» About this task
Using the material that follows, output exactly the lines from the one containing "Pick out a point on every instance of the red object" through the one containing "Target: black pickup truck", with both ends kept.
== Material for this task
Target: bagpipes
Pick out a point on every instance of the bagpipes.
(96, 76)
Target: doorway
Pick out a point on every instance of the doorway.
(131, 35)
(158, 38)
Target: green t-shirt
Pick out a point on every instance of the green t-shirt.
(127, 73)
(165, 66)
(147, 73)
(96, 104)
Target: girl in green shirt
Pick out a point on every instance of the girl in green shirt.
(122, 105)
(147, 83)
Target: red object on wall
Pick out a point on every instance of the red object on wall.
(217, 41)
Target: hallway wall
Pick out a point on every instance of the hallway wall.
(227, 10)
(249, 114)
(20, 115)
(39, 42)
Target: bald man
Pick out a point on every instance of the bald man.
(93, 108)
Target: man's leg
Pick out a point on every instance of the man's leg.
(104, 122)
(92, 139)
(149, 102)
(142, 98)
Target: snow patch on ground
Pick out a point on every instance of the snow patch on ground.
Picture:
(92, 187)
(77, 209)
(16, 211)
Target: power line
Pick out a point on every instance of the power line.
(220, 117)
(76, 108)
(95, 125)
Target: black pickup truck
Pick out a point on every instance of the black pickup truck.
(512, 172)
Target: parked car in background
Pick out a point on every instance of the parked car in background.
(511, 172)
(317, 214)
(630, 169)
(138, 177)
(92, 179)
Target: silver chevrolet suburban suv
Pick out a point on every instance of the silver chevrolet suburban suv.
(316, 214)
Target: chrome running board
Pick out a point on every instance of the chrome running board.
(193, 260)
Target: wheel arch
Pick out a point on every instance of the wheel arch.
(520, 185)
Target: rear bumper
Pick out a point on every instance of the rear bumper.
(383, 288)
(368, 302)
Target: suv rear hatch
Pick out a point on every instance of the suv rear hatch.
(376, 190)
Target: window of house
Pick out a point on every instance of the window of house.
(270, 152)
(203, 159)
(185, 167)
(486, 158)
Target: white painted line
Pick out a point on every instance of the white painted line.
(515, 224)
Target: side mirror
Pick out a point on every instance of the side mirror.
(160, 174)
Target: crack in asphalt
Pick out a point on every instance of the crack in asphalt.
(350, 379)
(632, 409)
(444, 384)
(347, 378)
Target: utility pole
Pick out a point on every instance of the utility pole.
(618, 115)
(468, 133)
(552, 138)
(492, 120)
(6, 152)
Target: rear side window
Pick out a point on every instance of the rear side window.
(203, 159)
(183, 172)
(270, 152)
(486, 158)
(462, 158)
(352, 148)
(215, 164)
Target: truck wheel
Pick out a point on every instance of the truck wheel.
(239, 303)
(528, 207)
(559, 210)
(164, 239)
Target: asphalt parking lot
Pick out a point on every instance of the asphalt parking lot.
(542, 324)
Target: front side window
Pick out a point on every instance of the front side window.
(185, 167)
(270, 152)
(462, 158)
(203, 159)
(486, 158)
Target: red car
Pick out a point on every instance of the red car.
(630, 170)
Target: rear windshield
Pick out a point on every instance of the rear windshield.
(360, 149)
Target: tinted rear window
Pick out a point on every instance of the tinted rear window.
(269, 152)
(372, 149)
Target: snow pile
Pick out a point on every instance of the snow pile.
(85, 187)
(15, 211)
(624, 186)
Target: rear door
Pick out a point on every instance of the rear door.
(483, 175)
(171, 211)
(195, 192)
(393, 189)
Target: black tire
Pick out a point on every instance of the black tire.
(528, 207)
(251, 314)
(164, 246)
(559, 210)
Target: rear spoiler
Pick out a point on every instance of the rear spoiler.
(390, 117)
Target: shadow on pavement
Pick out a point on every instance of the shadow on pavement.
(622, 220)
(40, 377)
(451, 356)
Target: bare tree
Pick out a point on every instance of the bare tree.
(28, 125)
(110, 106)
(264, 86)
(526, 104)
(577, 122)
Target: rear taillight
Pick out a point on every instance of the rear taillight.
====
» Answer area
Pick out a point on every instance of the red object on wall.
(217, 41)
Target: hallway wall
Pick out a point on every instance of the hallway wall.
(227, 10)
(249, 114)
(20, 115)
(39, 42)
Target: bald man
Pick out a point on every instance of the bald man.
(93, 108)
Target: man's leg
Pick out a point on every instance of the man's leg.
(104, 122)
(92, 139)
(149, 102)
(142, 98)
Target: snow patch on ground
Pick out a point on every instance of the snow patch on ground.
Picture:
(92, 187)
(77, 209)
(16, 211)
Target: power line
Pick out a point on every instance of the power line.
(220, 117)
(76, 108)
(95, 125)
Target: black pickup truck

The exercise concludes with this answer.